ポイント形式のアノテーションデータ:
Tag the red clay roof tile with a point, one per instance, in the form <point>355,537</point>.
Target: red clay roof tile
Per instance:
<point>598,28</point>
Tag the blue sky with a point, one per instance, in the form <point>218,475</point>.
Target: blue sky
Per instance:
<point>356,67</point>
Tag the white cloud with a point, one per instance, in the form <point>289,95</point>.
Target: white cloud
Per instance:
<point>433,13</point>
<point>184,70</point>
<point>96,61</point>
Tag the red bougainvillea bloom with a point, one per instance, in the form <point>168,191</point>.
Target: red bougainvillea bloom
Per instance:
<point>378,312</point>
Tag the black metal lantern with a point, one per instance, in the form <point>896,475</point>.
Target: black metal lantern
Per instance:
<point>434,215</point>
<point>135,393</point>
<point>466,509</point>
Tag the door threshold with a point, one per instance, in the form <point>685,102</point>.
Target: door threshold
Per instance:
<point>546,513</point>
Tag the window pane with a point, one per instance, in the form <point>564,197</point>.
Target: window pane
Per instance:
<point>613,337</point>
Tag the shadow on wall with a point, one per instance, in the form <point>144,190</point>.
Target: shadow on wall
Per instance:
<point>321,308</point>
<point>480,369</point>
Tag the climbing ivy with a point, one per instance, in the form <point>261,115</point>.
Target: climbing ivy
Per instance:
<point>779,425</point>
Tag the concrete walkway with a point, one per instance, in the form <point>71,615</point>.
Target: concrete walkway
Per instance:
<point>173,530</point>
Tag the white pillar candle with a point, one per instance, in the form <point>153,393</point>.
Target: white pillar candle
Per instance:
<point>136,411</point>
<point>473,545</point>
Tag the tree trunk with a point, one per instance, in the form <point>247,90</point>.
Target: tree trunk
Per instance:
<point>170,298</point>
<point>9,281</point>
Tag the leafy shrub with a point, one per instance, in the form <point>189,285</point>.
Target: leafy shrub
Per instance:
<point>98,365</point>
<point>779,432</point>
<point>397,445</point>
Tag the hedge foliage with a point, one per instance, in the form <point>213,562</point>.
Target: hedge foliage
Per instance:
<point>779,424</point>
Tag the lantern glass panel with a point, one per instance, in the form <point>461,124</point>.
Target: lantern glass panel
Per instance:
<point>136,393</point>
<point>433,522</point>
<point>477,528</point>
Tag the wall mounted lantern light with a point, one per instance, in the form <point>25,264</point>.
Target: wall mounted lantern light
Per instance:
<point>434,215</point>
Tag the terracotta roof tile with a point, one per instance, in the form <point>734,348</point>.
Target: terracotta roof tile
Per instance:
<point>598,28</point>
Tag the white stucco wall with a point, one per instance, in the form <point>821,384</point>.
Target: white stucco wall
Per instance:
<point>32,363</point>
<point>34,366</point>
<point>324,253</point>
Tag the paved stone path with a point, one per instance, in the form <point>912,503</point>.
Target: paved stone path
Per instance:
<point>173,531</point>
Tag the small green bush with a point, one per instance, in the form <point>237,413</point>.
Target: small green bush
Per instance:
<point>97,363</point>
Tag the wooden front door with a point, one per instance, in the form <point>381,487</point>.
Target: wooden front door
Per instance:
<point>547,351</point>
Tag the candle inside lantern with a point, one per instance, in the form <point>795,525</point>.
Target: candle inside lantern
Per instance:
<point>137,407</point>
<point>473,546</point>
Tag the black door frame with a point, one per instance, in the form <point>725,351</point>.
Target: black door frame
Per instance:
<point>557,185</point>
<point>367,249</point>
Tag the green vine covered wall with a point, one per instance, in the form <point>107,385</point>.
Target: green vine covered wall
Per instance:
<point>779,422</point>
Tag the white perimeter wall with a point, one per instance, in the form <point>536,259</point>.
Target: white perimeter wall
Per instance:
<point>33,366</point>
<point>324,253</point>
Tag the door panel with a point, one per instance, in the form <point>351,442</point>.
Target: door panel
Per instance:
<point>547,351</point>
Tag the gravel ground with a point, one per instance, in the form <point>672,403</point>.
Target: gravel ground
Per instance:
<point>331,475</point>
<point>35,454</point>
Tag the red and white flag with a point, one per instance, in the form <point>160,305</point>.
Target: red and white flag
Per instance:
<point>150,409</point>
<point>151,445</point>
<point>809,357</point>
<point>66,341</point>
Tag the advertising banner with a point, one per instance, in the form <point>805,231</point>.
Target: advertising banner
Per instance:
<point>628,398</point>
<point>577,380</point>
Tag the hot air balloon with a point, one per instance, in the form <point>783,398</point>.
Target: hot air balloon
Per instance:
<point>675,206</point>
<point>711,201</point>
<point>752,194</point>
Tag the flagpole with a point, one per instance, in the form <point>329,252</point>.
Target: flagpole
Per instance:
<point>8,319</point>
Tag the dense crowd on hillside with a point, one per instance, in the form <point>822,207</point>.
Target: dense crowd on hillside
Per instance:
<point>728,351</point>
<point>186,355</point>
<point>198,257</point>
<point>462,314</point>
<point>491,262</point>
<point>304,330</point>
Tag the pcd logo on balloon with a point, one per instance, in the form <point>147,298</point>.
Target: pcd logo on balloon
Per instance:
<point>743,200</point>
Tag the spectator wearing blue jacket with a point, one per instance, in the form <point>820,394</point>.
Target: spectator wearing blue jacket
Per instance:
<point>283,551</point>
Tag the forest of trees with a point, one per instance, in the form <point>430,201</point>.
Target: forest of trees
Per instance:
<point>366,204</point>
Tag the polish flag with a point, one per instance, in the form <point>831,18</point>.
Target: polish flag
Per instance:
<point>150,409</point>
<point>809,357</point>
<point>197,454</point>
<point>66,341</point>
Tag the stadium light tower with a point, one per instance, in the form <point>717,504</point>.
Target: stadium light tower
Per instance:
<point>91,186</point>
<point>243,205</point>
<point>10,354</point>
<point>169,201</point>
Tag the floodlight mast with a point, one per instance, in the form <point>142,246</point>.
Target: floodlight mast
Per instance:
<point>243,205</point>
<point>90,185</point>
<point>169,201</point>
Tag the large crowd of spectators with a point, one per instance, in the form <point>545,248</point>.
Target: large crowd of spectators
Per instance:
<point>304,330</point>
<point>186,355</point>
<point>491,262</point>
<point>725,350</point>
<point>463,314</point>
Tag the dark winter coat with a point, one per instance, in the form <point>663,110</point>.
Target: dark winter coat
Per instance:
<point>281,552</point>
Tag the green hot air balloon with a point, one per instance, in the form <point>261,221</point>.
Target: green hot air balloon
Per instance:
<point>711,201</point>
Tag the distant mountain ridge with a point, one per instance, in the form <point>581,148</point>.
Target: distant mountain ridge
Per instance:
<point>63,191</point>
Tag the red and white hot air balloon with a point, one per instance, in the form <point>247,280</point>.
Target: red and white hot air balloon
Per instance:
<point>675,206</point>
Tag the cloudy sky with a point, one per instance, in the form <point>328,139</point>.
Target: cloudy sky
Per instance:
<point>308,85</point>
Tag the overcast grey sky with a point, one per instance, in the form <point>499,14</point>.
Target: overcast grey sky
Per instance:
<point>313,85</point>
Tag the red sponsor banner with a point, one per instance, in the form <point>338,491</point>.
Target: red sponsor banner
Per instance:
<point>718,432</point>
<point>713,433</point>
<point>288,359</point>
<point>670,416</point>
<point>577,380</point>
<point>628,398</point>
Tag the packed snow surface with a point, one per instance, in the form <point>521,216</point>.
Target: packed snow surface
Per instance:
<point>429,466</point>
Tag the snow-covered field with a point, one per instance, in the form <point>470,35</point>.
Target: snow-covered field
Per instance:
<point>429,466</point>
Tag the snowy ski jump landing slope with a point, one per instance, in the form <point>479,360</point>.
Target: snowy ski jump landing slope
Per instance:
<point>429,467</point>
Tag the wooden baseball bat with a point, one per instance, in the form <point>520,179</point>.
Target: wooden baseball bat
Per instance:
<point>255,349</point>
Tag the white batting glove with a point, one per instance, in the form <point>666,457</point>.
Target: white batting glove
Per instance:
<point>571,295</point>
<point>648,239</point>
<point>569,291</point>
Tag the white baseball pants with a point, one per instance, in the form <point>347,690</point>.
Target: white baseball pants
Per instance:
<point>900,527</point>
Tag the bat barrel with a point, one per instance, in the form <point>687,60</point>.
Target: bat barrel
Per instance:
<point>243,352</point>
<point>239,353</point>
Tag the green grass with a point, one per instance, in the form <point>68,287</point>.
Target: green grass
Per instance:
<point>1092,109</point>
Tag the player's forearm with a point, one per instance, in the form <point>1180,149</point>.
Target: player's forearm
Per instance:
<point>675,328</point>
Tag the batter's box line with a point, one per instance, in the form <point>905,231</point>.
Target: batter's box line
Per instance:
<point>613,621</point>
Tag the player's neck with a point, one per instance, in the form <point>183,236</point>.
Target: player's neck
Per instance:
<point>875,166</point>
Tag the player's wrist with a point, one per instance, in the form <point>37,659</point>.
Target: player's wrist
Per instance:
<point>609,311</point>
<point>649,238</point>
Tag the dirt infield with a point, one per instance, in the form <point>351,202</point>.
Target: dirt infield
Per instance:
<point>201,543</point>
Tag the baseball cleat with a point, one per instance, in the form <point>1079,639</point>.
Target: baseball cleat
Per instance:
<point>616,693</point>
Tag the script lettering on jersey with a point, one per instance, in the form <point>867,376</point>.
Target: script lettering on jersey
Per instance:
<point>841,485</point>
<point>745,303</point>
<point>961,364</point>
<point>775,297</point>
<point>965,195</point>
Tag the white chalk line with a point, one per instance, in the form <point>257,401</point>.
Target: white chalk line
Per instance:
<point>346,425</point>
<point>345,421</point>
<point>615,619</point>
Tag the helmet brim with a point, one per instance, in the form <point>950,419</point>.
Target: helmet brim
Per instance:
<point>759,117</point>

» 目的:
「Tag the red bougainvillea」を含む行から「<point>613,337</point>」を含む行までを、両端の行も含めて一字一句変えずに書き出してください。

» 完成例:
Tag the red bougainvillea bloom with a point, one per instance, in the form <point>168,191</point>.
Target: red bougainvillea bloom
Per instance:
<point>378,312</point>
Tag the black metal lantern with a point, one per instance, in the form <point>896,475</point>.
Target: black metal lantern
Per instance:
<point>434,215</point>
<point>135,393</point>
<point>466,509</point>
Tag the door threshold with a point, one per instance, in the form <point>685,102</point>.
Target: door threshold
Per instance:
<point>546,513</point>
Tag the window pane with a point, one per instance, in the form <point>564,197</point>.
Target: window pane
Per instance:
<point>613,337</point>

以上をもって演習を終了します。